● **THE TASK**
Continue the essay below on racism, conversion, and first love, picking up after its final sentence.
TEXT below:
“I know your works, your toil and your patient endurance, and how you cannot bear with those who are evil, but have tested those who call themselves apostles and are not, and found them to be false. I know you are enduring patiently and bearing up for my name’s sake, and you have not grown weary. But I have this against you, that you have abandoned the love you had at first. Remember therefore from where you have fallen; repent, and do the works you did at first. If not, I will come to you and remove your lampstand from its place, unless you repent” – Revelation 2:2-5
Jesus speaks these words of warning to the church in Ephesus, telling them that their work for him has surpassed their love for him. Unless that changed, he would remove the lampstand that symbolized his presence among them. So the big question is, Is God in the business of saving racists?
I recently read Consumed by Hate, Redeemed by Love, an account of a former klansman’s conversion and repentance. You can read my review of it here. It is quite the story. But, if I am honest, I left the book wanting a little more. I expected some macro-level discussion about what societal forces pushed him to that violent place, the persistence of white nationalism, and what needs to be done at that broad level.
We tend to think about racism at one of two levels—the macro or the micro. At the micro level, racism is about one person’s hatred against another based on race. At the macro level, racism is about societal forces and patterns or the exercise of power of one group over another. But for some reason, people tend to focus more on one than the other.
I’m not writing to pick a side or to chastise either group. I think both are vitally important, and if you have a particular emphasis or interest, please carry on. I do want to offer one word of warning for those of us (and I include myself) who give a lot of thought to macro level discussions of racism. We need to be careful not to lose our first love.
I initially felt the aforementioned book was lacking because it was just a story of conversion. Friends, conversion is amazing! If I am bored or dissatisfied with a story of conversion, I have lost the plot. I have abandoned my first love.
End of TEXT.
DATASET EXTRACT below:
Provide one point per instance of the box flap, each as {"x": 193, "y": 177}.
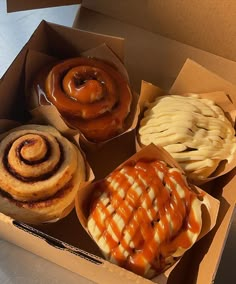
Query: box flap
{"x": 209, "y": 25}
{"x": 19, "y": 5}
{"x": 152, "y": 57}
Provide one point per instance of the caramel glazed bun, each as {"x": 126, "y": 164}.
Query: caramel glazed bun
{"x": 40, "y": 173}
{"x": 144, "y": 216}
{"x": 90, "y": 94}
{"x": 195, "y": 131}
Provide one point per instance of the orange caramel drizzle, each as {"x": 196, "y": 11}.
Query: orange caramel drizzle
{"x": 91, "y": 95}
{"x": 144, "y": 217}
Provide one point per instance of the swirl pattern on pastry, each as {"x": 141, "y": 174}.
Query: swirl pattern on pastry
{"x": 145, "y": 216}
{"x": 91, "y": 95}
{"x": 40, "y": 173}
{"x": 195, "y": 131}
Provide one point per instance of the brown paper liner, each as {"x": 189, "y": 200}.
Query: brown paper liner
{"x": 150, "y": 92}
{"x": 210, "y": 205}
{"x": 7, "y": 125}
{"x": 35, "y": 61}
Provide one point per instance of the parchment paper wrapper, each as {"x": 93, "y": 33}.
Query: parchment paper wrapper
{"x": 8, "y": 125}
{"x": 96, "y": 153}
{"x": 35, "y": 61}
{"x": 210, "y": 206}
{"x": 150, "y": 92}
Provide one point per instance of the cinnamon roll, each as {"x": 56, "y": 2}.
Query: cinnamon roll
{"x": 90, "y": 94}
{"x": 195, "y": 131}
{"x": 40, "y": 174}
{"x": 144, "y": 216}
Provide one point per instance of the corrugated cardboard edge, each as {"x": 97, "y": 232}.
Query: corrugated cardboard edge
{"x": 19, "y": 5}
{"x": 75, "y": 260}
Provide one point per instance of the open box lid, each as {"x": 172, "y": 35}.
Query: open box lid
{"x": 208, "y": 25}
{"x": 19, "y": 5}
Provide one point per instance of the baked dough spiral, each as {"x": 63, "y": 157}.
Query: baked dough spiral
{"x": 91, "y": 95}
{"x": 40, "y": 173}
{"x": 145, "y": 216}
{"x": 195, "y": 131}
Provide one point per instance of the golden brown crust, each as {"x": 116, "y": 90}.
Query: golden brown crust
{"x": 90, "y": 94}
{"x": 195, "y": 131}
{"x": 145, "y": 216}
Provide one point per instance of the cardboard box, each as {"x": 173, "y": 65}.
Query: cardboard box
{"x": 13, "y": 6}
{"x": 150, "y": 56}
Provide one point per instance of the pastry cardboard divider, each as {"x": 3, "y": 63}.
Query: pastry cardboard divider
{"x": 13, "y": 5}
{"x": 153, "y": 55}
{"x": 64, "y": 242}
{"x": 156, "y": 49}
{"x": 95, "y": 152}
{"x": 149, "y": 93}
{"x": 210, "y": 205}
{"x": 7, "y": 126}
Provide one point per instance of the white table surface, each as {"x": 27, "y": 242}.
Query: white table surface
{"x": 17, "y": 265}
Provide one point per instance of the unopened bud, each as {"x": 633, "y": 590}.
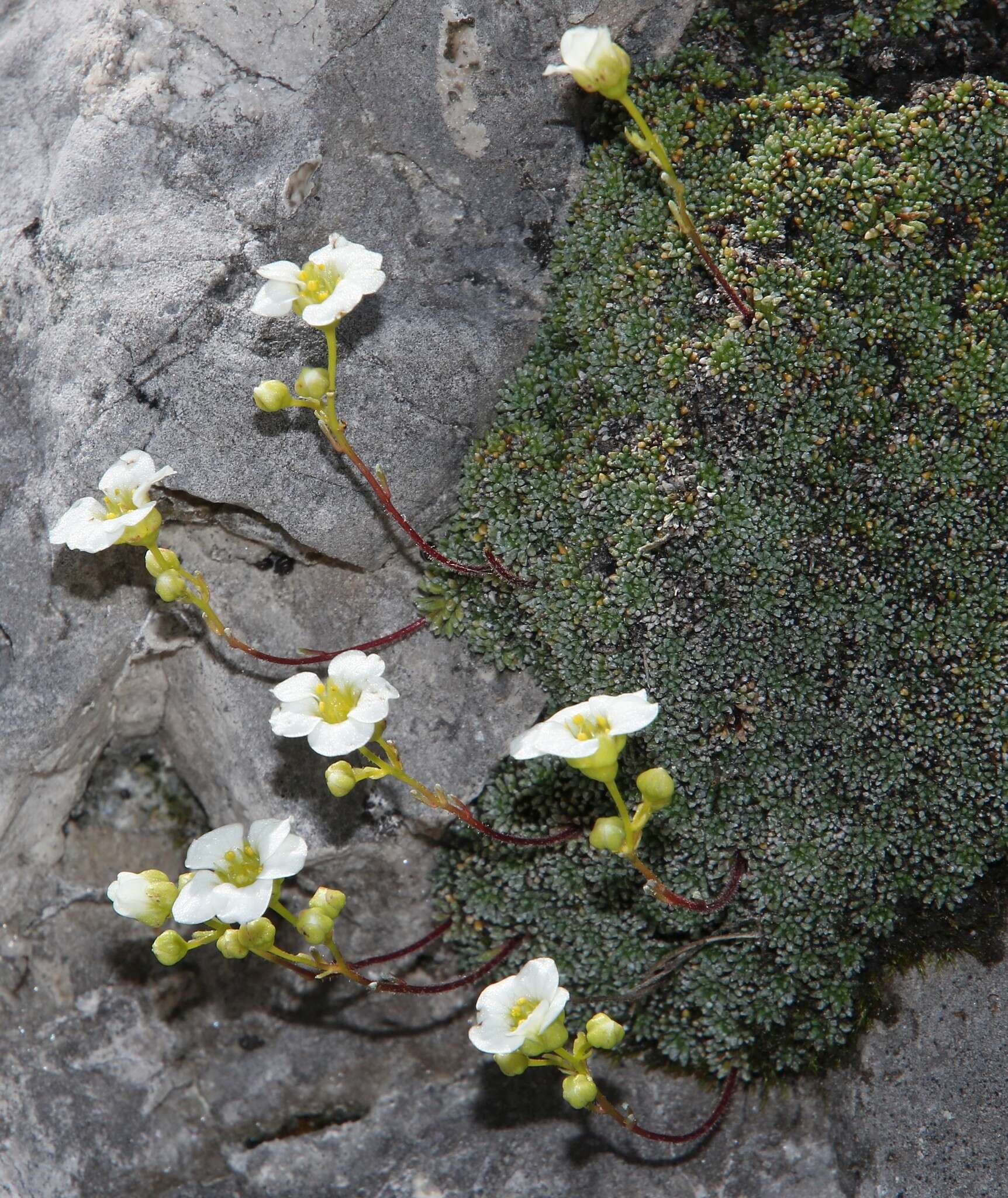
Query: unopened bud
{"x": 271, "y": 395}
{"x": 580, "y": 1090}
{"x": 170, "y": 586}
{"x": 315, "y": 925}
{"x": 169, "y": 948}
{"x": 607, "y": 834}
{"x": 313, "y": 384}
{"x": 259, "y": 934}
{"x": 602, "y": 1032}
{"x": 512, "y": 1064}
{"x": 340, "y": 778}
{"x": 165, "y": 560}
{"x": 230, "y": 945}
{"x": 331, "y": 903}
{"x": 657, "y": 787}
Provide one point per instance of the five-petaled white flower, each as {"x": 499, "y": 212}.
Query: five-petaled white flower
{"x": 338, "y": 715}
{"x": 580, "y": 731}
{"x": 594, "y": 60}
{"x": 234, "y": 879}
{"x": 333, "y": 282}
{"x": 520, "y": 1008}
{"x": 127, "y": 515}
{"x": 146, "y": 896}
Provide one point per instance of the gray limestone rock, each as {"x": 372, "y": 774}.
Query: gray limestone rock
{"x": 155, "y": 156}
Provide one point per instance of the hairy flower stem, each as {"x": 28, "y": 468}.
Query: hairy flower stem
{"x": 441, "y": 801}
{"x": 683, "y": 218}
{"x": 625, "y": 1119}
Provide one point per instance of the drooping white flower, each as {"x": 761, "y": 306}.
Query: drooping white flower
{"x": 338, "y": 715}
{"x": 333, "y": 282}
{"x": 578, "y": 731}
{"x": 594, "y": 60}
{"x": 234, "y": 879}
{"x": 520, "y": 1008}
{"x": 127, "y": 515}
{"x": 146, "y": 896}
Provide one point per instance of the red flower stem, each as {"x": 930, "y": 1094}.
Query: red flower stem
{"x": 706, "y": 906}
{"x": 308, "y": 659}
{"x": 404, "y": 953}
{"x": 395, "y": 986}
{"x": 602, "y": 1106}
{"x": 338, "y": 440}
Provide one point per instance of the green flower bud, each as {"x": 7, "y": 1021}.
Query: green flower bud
{"x": 340, "y": 778}
{"x": 607, "y": 834}
{"x": 313, "y": 383}
{"x": 271, "y": 395}
{"x": 230, "y": 945}
{"x": 580, "y": 1090}
{"x": 170, "y": 586}
{"x": 512, "y": 1064}
{"x": 259, "y": 934}
{"x": 603, "y": 1032}
{"x": 169, "y": 948}
{"x": 169, "y": 560}
{"x": 315, "y": 925}
{"x": 657, "y": 787}
{"x": 548, "y": 1039}
{"x": 330, "y": 903}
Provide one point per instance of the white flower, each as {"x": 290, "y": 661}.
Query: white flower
{"x": 234, "y": 879}
{"x": 127, "y": 515}
{"x": 520, "y": 1008}
{"x": 582, "y": 730}
{"x": 146, "y": 896}
{"x": 338, "y": 715}
{"x": 594, "y": 60}
{"x": 333, "y": 282}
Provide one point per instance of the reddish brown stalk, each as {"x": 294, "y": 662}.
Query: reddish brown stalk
{"x": 394, "y": 986}
{"x": 404, "y": 953}
{"x": 602, "y": 1106}
{"x": 385, "y": 498}
{"x": 706, "y": 906}
{"x": 508, "y": 838}
{"x": 309, "y": 659}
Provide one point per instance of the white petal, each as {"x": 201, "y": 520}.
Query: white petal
{"x": 281, "y": 272}
{"x": 266, "y": 835}
{"x": 84, "y": 526}
{"x": 122, "y": 478}
{"x": 302, "y": 686}
{"x": 274, "y": 298}
{"x": 292, "y": 724}
{"x": 286, "y": 860}
{"x": 196, "y": 900}
{"x": 209, "y": 850}
{"x": 240, "y": 905}
{"x": 336, "y": 739}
End of DATASET EXTRACT.
● **ANSWER SECTION**
I think the reason many of us emphasize macro level thinking about racism is because it’s a disputed point. While just about everyone agrees one person should not hate another based on race, not all Christians agree that there is even such a thing as societal racism. So, in the larger conversation, acknowledging it can serve as a line of demarcation. On one side, the woke. On the other, the backwards.
This point of emphasis can become something we want to season every conversation with. The question becomes, if a conversation happens without our preferred seasoning, are we still interested?
Christians throughout history have used particular doctrines or interpretive formulas as ways to divide. Sometimes there are issues of disagreement so serious that might prevent helpful fellowship together in a local church. I do not think that this needs to be one of those issues.
For example, a book can simply be about a conversion, and that can be absolutely glorious. It is not incomplete because it does not make every possible point about a topic. We don’t expect a preacher to preach every sermon in every sermon; nor should we expect our brothers and sisters to stress every point in every conversation. We can exercise patience with brothers and sisters who formulate things differently. We may even seek to persuade, but we ought to do so in humility, pursuing a more genuine and full Christian unity. An idea can be true, important and a right point of emphasis without also needing to be in every conversation.
- Pray that God’s people would love Him more than the work we do for Him.
- Pray that we would give each other grace to work in various ways, even ways we might not prefer.
- Pray that our work would be filled with joy, knowing that Christ is building his church, and that the gates of Hell will not prevail against it.